GIVEN TASK:
Exactly reproduce each line of the listing that follows.

Excerpts from point annotation data

⟨

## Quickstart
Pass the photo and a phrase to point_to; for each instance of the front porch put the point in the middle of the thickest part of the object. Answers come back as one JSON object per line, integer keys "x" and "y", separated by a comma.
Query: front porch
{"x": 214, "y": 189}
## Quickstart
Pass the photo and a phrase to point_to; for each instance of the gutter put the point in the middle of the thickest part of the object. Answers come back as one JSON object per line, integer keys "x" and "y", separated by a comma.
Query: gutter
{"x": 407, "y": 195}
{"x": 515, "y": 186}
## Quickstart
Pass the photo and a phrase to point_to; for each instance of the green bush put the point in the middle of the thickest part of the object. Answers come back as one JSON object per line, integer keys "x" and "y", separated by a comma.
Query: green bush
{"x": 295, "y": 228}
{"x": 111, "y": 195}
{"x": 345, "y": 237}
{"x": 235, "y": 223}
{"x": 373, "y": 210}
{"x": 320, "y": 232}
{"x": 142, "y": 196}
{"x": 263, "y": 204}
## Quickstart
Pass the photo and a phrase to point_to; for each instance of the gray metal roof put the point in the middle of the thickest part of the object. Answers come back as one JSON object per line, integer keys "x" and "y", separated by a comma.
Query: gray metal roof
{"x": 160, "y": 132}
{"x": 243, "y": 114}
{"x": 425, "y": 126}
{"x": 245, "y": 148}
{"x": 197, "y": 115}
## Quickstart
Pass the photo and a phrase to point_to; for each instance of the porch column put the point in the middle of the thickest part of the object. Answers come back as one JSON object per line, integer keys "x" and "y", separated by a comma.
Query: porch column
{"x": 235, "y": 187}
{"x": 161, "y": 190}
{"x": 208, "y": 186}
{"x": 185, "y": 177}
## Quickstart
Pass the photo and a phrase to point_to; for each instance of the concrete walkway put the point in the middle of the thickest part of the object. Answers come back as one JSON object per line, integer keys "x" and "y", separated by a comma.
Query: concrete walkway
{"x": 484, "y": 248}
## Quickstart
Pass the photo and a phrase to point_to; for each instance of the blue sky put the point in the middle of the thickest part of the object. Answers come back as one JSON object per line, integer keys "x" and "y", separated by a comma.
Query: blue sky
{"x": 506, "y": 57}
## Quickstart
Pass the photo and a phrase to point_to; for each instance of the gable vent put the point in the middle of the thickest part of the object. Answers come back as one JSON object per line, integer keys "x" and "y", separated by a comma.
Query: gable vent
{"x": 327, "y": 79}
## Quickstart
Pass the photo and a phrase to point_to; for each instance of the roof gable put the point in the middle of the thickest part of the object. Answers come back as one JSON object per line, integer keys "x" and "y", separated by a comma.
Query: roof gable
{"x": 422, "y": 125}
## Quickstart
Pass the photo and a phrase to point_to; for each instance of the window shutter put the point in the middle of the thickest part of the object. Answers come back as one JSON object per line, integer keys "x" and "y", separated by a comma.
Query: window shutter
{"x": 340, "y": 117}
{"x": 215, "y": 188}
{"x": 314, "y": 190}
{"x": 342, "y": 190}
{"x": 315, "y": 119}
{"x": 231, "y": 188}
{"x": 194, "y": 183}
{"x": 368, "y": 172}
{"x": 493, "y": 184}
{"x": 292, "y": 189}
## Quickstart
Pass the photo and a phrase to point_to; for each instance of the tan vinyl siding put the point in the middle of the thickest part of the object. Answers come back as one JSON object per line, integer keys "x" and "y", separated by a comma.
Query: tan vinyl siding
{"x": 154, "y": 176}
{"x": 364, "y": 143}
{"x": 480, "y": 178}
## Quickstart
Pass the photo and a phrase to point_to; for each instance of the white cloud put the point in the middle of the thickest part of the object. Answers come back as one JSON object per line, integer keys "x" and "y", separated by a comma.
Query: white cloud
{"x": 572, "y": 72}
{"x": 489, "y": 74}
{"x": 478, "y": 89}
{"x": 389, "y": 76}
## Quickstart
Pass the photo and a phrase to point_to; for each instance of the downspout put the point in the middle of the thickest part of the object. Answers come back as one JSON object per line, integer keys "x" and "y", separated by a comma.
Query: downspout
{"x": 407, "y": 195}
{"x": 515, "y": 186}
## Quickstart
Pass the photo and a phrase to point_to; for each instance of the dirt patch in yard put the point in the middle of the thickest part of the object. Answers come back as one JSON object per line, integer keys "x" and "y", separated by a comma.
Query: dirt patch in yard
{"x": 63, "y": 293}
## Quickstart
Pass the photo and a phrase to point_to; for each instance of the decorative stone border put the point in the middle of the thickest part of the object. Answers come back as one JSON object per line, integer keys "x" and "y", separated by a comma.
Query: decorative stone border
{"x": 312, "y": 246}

⟩

TASK ANSWER:
## Quickstart
Pass the photo and a phrase to point_to; for each instance of the front porch put the point in the middle of the thickest part of the object. Answers come back as one JSON object per line, integer keys "x" and "y", separated by a comma.
Query: front porch
{"x": 214, "y": 189}
## Quickstart
Pass the photo and a phrase to point_to; for each instance of the gutter put the point in the middle of the thickest part of the object. Answers come back as one JSON object per line, integer keys "x" and "y", separated by a comma.
Query: gutter
{"x": 407, "y": 195}
{"x": 515, "y": 186}
## Quickstart
Pass the photo and a phrase to point_to; for each instance of the green bush put the point in the middle of the thickest part of the object. Answers come back as one JSON object per line, integer keys "x" and "y", separated by a comma.
Query: green bush
{"x": 295, "y": 228}
{"x": 111, "y": 195}
{"x": 345, "y": 237}
{"x": 235, "y": 223}
{"x": 373, "y": 210}
{"x": 320, "y": 232}
{"x": 142, "y": 196}
{"x": 263, "y": 204}
## Quickstart
Pass the photo and a phrase to point_to; for each instance of the gray metal roof put the point in the middle of the thickest part of the object. Answers come back as one JSON object per line, integer keys "x" and "y", separated by a comma.
Query: gray metal roof
{"x": 160, "y": 132}
{"x": 243, "y": 114}
{"x": 425, "y": 126}
{"x": 245, "y": 148}
{"x": 197, "y": 115}
## Quickstart
Pass the photo and a phrase to point_to; for each instance of the porch column put the point in the middle of the thickest part of the object. Answers come back as one JSON object per line, integer keys "x" and "y", separated by a comma.
Query: porch column
{"x": 235, "y": 187}
{"x": 161, "y": 190}
{"x": 208, "y": 186}
{"x": 185, "y": 177}
## Quickstart
Pass the photo and a phrase to point_to; for each instance of the concrete walkway put the point in the middle of the thickest part of the object. Answers come back as one JSON object per line, integer keys "x" and "y", separated by a comma.
Query: concrete walkway
{"x": 484, "y": 248}
## Quickstart
Pass the photo and a phrase to point_to; for each instance of the blue sky put the point in the middle of the thickest part of the object. Answers come back as one JSON object per line, integer keys "x" and "y", separated by a comma.
Query: blue sky
{"x": 506, "y": 57}
## Quickstart
Pass the photo and a phrase to point_to; for each instance of the gable vent put the point in the middle of the thickest part of the object. Answers come back as one JSON object per line, integer keys "x" and "y", separated by a comma.
Query: gable vent
{"x": 327, "y": 79}
## Quickstart
Pass the photo and a phrase to point_to; for each instance of the roof gable put the point in the middle of the thickest part of the object. Answers come back as one JSON object per line, integer keys "x" and "y", separated by a comma.
Query: roof gable
{"x": 422, "y": 125}
## Quickstart
Pass the photo and a phrase to point_to; for each instance of the window shutter put the point in the middle of the thickest part of the object. Answers come back as one JSON object per line, integer keys "x" and "y", separated by a comma.
Query: window shutter
{"x": 340, "y": 117}
{"x": 215, "y": 188}
{"x": 314, "y": 190}
{"x": 342, "y": 190}
{"x": 315, "y": 119}
{"x": 231, "y": 188}
{"x": 194, "y": 183}
{"x": 368, "y": 172}
{"x": 493, "y": 184}
{"x": 292, "y": 189}
## Quickstart
Pass the photo and a phrase to point_to; for each instance of the tan vinyl siding put the point in the middle of the thickest part of the object. Answers come back as one JSON object per line, integer keys "x" and "y", separated by a comma.
Query: tan vinyl siding
{"x": 154, "y": 176}
{"x": 364, "y": 143}
{"x": 480, "y": 178}
## Quickstart
Pass the photo and a phrase to point_to; for each instance of the white cloud put the point in the middle of the thickest part of the object. Answers come back as one JSON object per line, integer keys "x" and "y", separated by a comma.
Query: white cloud
{"x": 572, "y": 72}
{"x": 489, "y": 74}
{"x": 478, "y": 89}
{"x": 389, "y": 76}
## Quickstart
Pass the photo and a phrase to point_to; for each instance of the downspout put the point in the middle of the thickest part of the object. Answers come back as one JSON object per line, integer keys "x" and "y", separated by a comma.
Query: downspout
{"x": 407, "y": 195}
{"x": 515, "y": 186}
## Quickstart
Pass the photo and a phrase to point_to; for each instance of the dirt patch in yard put the point in the middle of the thickest part of the object. Answers come back as one JSON object per line, integer keys "x" and "y", separated by a comma.
Query: dirt patch in yard
{"x": 63, "y": 293}
## Quickstart
Pass the photo and a phrase to point_to; for each instance of the decorative stone border put the point in the middle of the thickest part of the object. Answers come back as one JSON object per line, integer keys "x" and "y", separated by a comma.
Query: decorative stone border
{"x": 312, "y": 246}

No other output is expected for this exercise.